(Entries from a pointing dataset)
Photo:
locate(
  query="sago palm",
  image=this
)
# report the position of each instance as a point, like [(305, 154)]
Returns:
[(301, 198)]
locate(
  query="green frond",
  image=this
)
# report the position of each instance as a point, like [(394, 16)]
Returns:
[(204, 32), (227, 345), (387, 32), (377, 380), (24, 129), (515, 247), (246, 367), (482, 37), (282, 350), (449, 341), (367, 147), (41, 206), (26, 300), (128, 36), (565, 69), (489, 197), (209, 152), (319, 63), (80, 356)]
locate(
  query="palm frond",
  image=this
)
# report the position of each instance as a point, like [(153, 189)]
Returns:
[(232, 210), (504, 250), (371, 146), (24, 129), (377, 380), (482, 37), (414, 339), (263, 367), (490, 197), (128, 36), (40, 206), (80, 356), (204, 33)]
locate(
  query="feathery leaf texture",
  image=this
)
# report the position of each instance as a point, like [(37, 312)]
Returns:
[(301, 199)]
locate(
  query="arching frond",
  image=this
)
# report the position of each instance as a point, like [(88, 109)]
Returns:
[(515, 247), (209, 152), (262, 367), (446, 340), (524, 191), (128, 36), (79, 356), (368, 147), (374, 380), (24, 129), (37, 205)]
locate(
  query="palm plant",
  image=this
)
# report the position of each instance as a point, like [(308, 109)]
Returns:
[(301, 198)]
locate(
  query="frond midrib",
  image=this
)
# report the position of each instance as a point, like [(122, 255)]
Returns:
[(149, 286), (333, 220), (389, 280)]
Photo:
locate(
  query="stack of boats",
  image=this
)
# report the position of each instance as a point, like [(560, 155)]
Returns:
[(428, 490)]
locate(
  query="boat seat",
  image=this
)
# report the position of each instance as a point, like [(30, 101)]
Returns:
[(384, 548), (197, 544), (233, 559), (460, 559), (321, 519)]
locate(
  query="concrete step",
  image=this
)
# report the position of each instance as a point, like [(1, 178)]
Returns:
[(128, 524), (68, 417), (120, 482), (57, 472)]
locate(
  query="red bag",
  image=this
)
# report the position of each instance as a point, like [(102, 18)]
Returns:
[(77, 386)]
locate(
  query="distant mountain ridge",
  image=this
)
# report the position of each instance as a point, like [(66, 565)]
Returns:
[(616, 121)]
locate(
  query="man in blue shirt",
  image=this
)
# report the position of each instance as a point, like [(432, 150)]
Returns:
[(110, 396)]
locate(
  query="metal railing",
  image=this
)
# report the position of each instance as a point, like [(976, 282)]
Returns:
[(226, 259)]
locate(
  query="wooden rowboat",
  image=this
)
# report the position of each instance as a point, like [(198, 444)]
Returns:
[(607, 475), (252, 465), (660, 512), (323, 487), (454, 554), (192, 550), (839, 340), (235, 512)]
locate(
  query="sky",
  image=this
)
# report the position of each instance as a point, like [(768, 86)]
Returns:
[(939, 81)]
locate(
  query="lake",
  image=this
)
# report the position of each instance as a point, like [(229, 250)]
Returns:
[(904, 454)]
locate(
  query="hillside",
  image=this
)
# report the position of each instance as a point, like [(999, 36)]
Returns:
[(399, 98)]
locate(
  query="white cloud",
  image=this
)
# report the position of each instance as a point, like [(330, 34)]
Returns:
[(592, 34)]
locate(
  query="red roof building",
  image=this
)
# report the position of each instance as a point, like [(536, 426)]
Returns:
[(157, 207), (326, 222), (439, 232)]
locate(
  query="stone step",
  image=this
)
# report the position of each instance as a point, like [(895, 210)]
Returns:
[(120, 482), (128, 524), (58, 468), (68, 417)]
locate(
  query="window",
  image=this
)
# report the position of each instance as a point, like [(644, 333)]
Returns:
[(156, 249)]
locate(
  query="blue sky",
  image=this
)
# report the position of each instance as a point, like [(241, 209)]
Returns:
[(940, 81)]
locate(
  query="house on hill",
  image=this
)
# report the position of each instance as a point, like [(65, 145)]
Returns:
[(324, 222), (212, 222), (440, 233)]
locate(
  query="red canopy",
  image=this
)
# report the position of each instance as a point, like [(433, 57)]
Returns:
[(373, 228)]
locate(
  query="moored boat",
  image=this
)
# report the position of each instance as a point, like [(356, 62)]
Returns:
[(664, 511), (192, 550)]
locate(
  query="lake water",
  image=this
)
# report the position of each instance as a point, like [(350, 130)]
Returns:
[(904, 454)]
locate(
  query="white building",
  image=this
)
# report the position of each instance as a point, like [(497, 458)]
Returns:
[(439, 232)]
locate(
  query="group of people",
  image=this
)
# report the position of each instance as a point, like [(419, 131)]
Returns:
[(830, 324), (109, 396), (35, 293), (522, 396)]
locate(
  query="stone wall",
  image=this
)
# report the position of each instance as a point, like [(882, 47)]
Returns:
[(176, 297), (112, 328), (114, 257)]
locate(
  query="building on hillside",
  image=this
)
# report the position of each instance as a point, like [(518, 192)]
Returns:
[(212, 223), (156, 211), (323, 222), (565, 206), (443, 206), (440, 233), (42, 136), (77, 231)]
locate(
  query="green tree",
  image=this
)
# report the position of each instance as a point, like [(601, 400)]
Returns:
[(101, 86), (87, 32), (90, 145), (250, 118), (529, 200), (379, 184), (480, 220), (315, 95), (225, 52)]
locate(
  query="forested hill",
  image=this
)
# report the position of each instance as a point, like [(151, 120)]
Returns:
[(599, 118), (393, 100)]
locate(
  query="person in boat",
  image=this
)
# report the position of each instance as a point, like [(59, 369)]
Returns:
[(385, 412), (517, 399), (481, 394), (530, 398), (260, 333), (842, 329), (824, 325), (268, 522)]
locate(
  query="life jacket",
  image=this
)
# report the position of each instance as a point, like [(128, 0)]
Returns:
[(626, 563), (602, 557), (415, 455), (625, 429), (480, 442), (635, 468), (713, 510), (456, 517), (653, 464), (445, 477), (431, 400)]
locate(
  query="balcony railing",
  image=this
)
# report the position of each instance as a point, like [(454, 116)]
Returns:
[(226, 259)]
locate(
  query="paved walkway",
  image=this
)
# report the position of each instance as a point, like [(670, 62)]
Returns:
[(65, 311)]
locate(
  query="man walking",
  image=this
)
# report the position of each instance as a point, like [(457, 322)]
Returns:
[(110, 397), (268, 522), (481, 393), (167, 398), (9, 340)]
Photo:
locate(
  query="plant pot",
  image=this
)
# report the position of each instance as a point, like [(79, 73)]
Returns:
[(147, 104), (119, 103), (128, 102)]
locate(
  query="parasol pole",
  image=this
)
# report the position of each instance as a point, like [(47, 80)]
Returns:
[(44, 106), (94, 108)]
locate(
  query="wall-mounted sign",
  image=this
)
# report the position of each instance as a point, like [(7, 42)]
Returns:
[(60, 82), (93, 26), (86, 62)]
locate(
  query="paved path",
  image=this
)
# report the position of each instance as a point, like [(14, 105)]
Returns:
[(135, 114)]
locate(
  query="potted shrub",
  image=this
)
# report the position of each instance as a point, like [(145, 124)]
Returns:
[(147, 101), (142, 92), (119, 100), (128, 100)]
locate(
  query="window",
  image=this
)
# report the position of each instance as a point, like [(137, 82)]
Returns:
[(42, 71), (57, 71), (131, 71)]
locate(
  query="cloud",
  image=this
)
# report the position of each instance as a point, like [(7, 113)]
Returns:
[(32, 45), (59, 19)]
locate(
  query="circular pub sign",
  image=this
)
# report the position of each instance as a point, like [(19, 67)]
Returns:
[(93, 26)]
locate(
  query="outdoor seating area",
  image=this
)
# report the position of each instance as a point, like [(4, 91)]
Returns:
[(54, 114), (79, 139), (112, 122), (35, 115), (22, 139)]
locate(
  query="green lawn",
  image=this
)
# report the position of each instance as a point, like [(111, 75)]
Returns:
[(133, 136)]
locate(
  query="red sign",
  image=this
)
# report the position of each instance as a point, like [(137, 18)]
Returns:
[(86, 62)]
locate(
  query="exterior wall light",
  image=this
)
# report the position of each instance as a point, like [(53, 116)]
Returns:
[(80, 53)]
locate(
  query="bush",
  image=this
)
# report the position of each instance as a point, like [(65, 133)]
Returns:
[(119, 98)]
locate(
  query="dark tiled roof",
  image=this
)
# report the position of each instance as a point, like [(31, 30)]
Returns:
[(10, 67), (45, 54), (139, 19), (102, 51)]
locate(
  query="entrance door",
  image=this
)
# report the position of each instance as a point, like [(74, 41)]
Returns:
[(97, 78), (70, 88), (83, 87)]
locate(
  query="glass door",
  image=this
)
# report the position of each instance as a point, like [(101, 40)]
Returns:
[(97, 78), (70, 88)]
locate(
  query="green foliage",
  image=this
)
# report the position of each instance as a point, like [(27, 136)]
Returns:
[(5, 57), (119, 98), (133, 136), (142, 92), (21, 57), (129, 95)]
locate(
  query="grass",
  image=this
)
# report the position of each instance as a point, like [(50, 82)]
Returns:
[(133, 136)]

* [Exercise] Count the lines in the rows above that contain the string "frond" and reply with the number alone.

* [Result of this task] 4